Compito scritto A:
Indica se ciascuna delle affermazioni seguenti concorda con il brano sul terremoto, rispondendo sì o no e citando testualmente le parole decisive: (i) la scossa aveva magnitudo 7.8; (ii) gli amici e compagni di progetto erano andati a Mompiche per il fine settimana; (iii) la padrona della tiendita disse che il peggio doveva ancora arrivare.

Brano scelto:
###

Sono passate alcune settimane dal forte sisma che ha scosso il Paese ma l’esperienza della terra che trema sotto i piedi, provocata da quella spietata scossa magnitudo 7.8, è ancora viva in me, come credo lo sia per la maggior parte di coloro che hanno avvertito il sisma. Ma mentre in noi il ricordo è fortissimo, e ancora di più la consapevolezza che nelle zone colpite la situazione rimane drammatica, invece i giornali e i social piano piano si stanno dimenticando di questa “ferita” nel bel mezzo del mondo…

Il giorno del terremoto, ho sentito una strana vibrazione sotto i miei piedi, e poi un’altra, e un’altra ancora. La vibrazione presto si è trasforma in una scossa e ho visto le porte di casa sbattere come se un forte vento fosse entrato dalla finestra e ora stesse giocando con i mobili, facendoli oscillare pericolosamente. Penso che sia entrato in casa qualcuno…Ma non è così, e me ne rendo conto quando il pallet su cui ho costruito un piccolo orto verticale si inclina verso il parquet e i vasi cadono spargendo terra ovunque. I miei pensieri si ghiacciano, non riesco a fare altro che correre alla finestra per capire cosa sta succedendo. Vedo decine di persone che scendono dalle case circostanti e si riversano in strada. Lascio la mia casa e mi mischio tra la gente: arrivano voci confuse, gridi di paura…Una signora, padrona della tiendita sotto casa, mi abbraccia e mi dice “il peggio è passato..”. Presto però mi rendo conto che la vera scossa distruttiva ha colpito la costa e così un’idea mi paralizza. I miei amici e compagni di progetto erano andati verso Mompiche, esattamente sulla costa, per il finesettimana. E così inizia una spirale di telefonate verso le aree colpite per capire se loro sono salvi, ma il sovraccarico delle comunicazioni rende impossibile contattarli. Più tardi vengo rassicurata che stanno bene, ma un mio amico argentino che si trovava a casa con me al momento della scossa purtroppo riceve la notizia che un suo caro amico è rimasto coinvolto nel crollo di un ostello e così per lui inizia un viaggio interminabile e disperato, contro il tempo, nel tentativo di raggiungerlo prima che sia troppo tardi.

###

Voci di partenza:
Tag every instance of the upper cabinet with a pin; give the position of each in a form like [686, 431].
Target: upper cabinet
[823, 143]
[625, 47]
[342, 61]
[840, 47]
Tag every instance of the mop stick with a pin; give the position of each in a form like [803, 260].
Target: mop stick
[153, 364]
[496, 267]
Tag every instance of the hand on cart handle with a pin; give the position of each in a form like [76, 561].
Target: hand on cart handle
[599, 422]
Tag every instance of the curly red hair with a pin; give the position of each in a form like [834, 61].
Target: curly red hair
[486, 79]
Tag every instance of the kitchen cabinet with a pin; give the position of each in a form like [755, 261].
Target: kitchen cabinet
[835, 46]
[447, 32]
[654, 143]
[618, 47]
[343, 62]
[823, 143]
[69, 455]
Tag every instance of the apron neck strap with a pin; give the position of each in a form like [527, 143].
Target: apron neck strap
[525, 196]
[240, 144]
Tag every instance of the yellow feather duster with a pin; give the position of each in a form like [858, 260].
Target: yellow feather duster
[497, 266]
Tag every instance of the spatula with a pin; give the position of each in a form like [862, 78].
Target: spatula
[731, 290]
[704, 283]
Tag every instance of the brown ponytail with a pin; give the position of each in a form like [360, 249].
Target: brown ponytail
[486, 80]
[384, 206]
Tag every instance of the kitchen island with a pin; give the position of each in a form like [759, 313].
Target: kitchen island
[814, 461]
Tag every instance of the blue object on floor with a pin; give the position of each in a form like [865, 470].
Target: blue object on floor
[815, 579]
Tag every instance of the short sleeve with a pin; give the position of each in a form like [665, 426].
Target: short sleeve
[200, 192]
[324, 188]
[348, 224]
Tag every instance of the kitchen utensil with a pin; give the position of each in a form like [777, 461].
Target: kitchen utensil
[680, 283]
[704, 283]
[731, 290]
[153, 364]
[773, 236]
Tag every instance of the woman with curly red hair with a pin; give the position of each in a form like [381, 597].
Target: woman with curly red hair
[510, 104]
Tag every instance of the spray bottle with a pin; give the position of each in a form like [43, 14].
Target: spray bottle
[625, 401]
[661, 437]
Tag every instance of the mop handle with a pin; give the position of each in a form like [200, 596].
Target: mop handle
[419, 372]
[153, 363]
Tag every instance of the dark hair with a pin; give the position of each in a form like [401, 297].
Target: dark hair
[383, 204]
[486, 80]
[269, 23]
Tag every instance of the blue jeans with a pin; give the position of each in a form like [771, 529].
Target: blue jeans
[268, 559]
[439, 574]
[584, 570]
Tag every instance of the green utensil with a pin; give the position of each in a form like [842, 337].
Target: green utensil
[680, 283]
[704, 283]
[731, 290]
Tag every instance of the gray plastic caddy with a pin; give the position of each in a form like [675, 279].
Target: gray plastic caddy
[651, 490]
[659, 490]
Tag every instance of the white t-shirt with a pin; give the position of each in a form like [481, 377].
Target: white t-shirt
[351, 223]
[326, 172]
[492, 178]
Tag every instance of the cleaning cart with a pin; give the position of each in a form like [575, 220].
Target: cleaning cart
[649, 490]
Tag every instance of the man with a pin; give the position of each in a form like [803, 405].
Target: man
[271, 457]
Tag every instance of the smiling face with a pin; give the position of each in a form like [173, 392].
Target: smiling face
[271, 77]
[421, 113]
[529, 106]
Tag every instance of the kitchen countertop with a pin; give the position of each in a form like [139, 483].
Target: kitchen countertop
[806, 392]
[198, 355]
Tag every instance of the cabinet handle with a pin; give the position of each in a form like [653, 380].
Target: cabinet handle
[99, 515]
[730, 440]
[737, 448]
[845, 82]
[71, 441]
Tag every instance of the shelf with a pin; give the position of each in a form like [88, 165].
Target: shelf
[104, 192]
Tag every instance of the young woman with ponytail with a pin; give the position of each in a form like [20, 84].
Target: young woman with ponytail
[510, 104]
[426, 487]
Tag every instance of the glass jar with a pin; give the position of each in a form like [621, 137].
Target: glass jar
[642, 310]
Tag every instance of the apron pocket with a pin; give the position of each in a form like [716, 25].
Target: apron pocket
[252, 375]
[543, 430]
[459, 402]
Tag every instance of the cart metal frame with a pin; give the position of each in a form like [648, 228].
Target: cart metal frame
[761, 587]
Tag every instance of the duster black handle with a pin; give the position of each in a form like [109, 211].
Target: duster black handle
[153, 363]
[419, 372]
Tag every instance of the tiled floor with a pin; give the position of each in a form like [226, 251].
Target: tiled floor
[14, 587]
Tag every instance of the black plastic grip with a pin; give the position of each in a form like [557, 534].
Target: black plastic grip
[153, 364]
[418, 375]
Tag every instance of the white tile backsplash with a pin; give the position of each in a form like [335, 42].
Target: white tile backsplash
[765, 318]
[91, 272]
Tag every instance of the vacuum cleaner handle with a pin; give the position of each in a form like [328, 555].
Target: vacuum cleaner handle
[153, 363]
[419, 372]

###

Compito scritto B:
Restituisci identiche le righe delle voci a partire da quella che contiene "Tag every instance of the kitchen countertop" fino all'ultima riga delle voci, entrambe comprese.

Soluzione A:
(i) Sì: «quella spietata scossa magnitudo 7.8».
(ii) Sì: «I miei amici e compagni di progetto erano andati verso Mompiche, esattamente sulla costa, per il finesettimana».
(iii) No: «il peggio è passato..».

Soluzione B:
Tag every instance of the kitchen countertop with a pin; give the position of each in a form like [139, 483].
Target: kitchen countertop
[806, 392]
[198, 355]
Tag every instance of the cabinet handle with a pin; give the position of each in a form like [653, 380].
Target: cabinet handle
[99, 515]
[730, 440]
[737, 448]
[845, 82]
[71, 441]
Tag every instance of the shelf with a pin; give the position of each in a form like [88, 165].
Target: shelf
[104, 192]
Tag every instance of the young woman with ponytail with a pin; give the position of each in a form like [20, 84].
Target: young woman with ponytail
[510, 104]
[426, 487]
Tag every instance of the glass jar with a pin; give the position of each in a form like [621, 137].
Target: glass jar
[642, 310]
Tag every instance of the apron pocket with a pin; give the position of each in a form like [716, 25].
Target: apron pocket
[252, 375]
[543, 430]
[459, 402]
Tag every instance of the cart metal frame with a pin; give the position of each in a form like [648, 228].
Target: cart metal frame
[761, 587]
Tag every instance of the duster black handle with a pin; give the position of each in a form like [109, 211].
Target: duster black handle
[153, 363]
[419, 372]
Tag every instance of the tiled floor with a pin; give the position of each in a form like [226, 251].
Target: tiled floor
[14, 587]
Tag every instance of the black plastic grip with a pin; give the position of each in a form like [557, 534].
Target: black plastic grip
[153, 364]
[418, 375]
Tag every instance of the white tile backsplash with a pin; give the position of each in a form like [335, 42].
Target: white tile backsplash
[765, 318]
[91, 272]
Tag every instance of the vacuum cleaner handle with a pin; give the position of each in a form like [328, 555].
Target: vacuum cleaner handle
[153, 363]
[419, 372]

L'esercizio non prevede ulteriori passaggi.